:: Set exercise ::
Report each line of the records below that contains the word "flower", copying every such line in full.

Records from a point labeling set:
+---+
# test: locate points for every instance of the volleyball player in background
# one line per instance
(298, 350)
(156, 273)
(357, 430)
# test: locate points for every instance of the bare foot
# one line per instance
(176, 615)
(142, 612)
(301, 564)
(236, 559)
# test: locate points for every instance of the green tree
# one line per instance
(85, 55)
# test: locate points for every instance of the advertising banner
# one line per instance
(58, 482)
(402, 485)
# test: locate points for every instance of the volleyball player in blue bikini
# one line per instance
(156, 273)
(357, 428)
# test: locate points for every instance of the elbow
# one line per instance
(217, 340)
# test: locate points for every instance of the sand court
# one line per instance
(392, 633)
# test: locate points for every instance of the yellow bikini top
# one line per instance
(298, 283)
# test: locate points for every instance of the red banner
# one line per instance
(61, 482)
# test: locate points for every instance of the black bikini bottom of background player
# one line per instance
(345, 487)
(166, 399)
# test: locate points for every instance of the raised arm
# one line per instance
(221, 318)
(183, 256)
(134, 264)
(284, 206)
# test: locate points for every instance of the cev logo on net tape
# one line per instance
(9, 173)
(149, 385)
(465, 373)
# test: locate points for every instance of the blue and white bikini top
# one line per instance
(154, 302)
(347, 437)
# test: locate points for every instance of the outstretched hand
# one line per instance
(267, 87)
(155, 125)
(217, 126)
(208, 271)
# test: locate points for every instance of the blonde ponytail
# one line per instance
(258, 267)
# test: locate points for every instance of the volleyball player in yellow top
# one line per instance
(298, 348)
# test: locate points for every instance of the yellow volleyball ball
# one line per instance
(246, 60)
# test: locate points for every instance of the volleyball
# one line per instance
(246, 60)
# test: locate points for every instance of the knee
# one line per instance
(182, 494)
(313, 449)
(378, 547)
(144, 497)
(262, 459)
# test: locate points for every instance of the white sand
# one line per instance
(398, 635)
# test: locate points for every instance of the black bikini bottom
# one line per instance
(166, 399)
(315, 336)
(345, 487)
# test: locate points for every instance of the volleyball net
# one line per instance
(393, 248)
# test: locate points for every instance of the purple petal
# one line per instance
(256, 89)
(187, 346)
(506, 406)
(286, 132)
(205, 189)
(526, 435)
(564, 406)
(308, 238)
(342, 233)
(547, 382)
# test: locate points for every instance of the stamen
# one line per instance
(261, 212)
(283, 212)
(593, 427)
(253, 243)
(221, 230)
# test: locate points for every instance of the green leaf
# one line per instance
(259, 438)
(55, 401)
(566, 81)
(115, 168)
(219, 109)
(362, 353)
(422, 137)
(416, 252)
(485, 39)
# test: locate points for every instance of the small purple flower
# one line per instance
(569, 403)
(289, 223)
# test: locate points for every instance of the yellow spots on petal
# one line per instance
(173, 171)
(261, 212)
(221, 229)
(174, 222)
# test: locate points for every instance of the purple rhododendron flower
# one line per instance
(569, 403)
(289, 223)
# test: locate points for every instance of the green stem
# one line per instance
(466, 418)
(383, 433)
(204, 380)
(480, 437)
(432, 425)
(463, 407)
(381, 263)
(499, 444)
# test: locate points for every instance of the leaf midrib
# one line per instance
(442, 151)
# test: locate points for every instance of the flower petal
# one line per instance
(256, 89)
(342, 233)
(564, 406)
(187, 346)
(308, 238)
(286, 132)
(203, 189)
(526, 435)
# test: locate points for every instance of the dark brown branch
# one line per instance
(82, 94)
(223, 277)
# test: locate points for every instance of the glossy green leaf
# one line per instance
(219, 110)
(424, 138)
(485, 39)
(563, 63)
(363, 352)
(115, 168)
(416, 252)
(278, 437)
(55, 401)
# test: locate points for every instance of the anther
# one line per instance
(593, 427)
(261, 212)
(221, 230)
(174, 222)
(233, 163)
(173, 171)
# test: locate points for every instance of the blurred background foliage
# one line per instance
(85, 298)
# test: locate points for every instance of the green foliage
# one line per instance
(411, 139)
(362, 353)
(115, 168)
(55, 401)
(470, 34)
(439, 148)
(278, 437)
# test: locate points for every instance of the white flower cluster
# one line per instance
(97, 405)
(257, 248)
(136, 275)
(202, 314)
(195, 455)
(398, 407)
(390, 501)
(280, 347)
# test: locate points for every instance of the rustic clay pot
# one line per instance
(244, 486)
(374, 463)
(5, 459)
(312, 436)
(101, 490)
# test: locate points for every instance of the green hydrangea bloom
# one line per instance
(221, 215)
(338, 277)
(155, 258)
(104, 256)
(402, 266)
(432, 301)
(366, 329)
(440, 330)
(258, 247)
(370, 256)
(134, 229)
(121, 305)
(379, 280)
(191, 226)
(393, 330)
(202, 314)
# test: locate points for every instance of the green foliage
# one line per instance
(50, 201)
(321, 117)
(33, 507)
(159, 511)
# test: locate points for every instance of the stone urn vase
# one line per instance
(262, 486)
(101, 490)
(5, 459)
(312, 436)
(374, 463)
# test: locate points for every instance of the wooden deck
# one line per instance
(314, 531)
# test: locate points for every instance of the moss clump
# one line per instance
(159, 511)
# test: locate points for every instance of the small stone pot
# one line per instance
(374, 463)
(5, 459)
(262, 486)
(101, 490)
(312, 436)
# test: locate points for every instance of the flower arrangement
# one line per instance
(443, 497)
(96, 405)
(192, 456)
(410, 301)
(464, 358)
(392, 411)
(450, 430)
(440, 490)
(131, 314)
+---+
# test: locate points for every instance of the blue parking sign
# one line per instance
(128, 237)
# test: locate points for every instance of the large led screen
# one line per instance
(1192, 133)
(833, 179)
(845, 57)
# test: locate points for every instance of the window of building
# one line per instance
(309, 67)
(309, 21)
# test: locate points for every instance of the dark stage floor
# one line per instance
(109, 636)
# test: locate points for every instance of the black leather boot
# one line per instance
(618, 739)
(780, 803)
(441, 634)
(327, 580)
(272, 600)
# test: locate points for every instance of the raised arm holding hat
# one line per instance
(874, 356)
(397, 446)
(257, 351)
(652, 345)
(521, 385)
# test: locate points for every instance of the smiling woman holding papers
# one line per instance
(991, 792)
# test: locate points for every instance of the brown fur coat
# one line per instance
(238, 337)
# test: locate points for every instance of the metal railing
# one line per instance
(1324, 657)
+---+
:: Reply ::
# test: locate points for every instance of the small purple flower
# test: locate points for every instance of the purple rhododendron flower
# test: locate points for every instance of the flower petal
# test: locate points for every instance of the white flower cluster
# test: locate points for every instance of the flower arrangement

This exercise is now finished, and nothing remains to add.